### Page extract
--------------------------------

Album review: Shadcore, Oh My Shad!

The Real Clash emcee presents his first solo outing in nine years


You’ve seen him co-leading The Real Clash’s two-man rap attack. This Saturday, local emcee Rashad “Shadcore” Harrell steps into solo mode to unleash his first album of original material in nine years.

Recorded at St. Pete College’s MIRA Studios and featuring guest spots that include members of TRC, Oh My Shad! proves an eclectic affair that capers from one mood and sonic atmosphere to the next with the launch of set opener “Peggy Sue,” which finds Shadcore waxing sing-song nostalgic about his first crush over straightforward blues-licked instrumentals bolstered by ominous saxophone, driven by clear wailing guitar solos, and joined by ragged guest howls on the refrain by R. Skahill. “What?!” shifts gears entirely with its neon-glowing electro-production, its random absurd  vocal samples adding to Shadcore’s cheeky flow and pop culture referential rhyme schemes that ask questions of identity and what makes up a person or place or thing. Life-affirming “One Song” introduces guest verses by Real Clash compadre Jay Acolyte and features Songeagle crooning the sultry resonant hook in an ode touching on how music can not only make you feel good but change your life entirely.

--------------------------------

### Information supplied
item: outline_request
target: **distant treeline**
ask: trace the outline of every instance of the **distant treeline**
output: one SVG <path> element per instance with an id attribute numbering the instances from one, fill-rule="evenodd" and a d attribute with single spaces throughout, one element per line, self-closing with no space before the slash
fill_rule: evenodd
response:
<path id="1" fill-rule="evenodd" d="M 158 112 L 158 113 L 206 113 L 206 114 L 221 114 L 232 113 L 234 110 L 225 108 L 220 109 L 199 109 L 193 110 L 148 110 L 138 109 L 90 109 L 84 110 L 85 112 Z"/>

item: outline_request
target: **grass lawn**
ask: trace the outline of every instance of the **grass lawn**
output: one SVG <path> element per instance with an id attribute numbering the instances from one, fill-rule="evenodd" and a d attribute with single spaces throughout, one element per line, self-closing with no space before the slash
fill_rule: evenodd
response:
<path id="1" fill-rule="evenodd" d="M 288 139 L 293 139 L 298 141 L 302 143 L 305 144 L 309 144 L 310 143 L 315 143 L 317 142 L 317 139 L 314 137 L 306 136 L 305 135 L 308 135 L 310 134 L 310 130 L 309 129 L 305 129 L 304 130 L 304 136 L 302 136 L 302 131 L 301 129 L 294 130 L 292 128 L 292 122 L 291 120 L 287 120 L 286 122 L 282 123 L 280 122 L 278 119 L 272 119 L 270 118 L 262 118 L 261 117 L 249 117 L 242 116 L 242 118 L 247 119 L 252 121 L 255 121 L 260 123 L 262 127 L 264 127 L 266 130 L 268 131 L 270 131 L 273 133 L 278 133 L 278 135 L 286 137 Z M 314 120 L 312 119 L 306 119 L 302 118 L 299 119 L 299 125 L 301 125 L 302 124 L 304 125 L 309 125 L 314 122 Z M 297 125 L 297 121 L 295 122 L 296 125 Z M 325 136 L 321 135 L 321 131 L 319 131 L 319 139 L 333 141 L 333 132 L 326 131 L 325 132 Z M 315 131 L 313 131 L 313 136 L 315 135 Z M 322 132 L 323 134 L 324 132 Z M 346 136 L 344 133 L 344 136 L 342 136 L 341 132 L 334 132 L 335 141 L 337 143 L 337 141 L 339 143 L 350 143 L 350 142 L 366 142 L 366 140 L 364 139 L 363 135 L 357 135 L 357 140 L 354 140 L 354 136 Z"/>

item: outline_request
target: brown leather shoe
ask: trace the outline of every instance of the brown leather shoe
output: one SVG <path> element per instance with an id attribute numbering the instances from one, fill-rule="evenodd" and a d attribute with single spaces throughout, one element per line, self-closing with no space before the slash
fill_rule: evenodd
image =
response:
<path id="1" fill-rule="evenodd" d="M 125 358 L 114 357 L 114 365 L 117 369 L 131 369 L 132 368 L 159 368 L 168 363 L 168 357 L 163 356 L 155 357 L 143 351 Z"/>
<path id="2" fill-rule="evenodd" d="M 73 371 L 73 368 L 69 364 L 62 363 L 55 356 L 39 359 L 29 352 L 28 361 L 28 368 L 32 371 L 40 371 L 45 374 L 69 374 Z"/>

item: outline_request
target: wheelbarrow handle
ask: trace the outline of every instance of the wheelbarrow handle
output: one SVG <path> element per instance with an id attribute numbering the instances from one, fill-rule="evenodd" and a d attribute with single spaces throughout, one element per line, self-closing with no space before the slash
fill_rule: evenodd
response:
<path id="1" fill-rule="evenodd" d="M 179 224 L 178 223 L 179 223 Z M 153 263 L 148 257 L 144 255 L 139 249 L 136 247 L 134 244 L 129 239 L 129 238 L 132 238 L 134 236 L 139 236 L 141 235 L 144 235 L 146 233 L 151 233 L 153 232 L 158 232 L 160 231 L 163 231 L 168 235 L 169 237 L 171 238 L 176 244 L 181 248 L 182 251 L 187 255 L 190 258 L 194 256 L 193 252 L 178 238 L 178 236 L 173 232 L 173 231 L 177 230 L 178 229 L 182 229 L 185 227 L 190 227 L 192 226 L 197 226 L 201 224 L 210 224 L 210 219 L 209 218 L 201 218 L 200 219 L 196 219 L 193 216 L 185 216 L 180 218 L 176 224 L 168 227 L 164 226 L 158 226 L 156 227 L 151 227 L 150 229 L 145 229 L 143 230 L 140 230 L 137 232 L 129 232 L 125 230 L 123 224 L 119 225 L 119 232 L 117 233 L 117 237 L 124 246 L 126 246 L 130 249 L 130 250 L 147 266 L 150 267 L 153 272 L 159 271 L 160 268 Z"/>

--------------------------------

### Exercise set
[1] Reproduce word for word the passage of the Shadcore album review starting at "Album review: Shadcore, Oh" and ending at "in nine years.".
[2] According to the Shadcore album review, where was Oh My Shad! recorded?

### Answers
[1]
Album review: Shadcore, Oh My Shad!

The Real Clash emcee presents his first solo outing in nine years


You’ve seen him co-leading The Real Clash’s two-man rap attack. This Saturday, local emcee Rashad “Shadcore” Harrell steps into solo mode to unleash his first album of original material in nine years.

[2] At St. Pete College's MIRA Studios.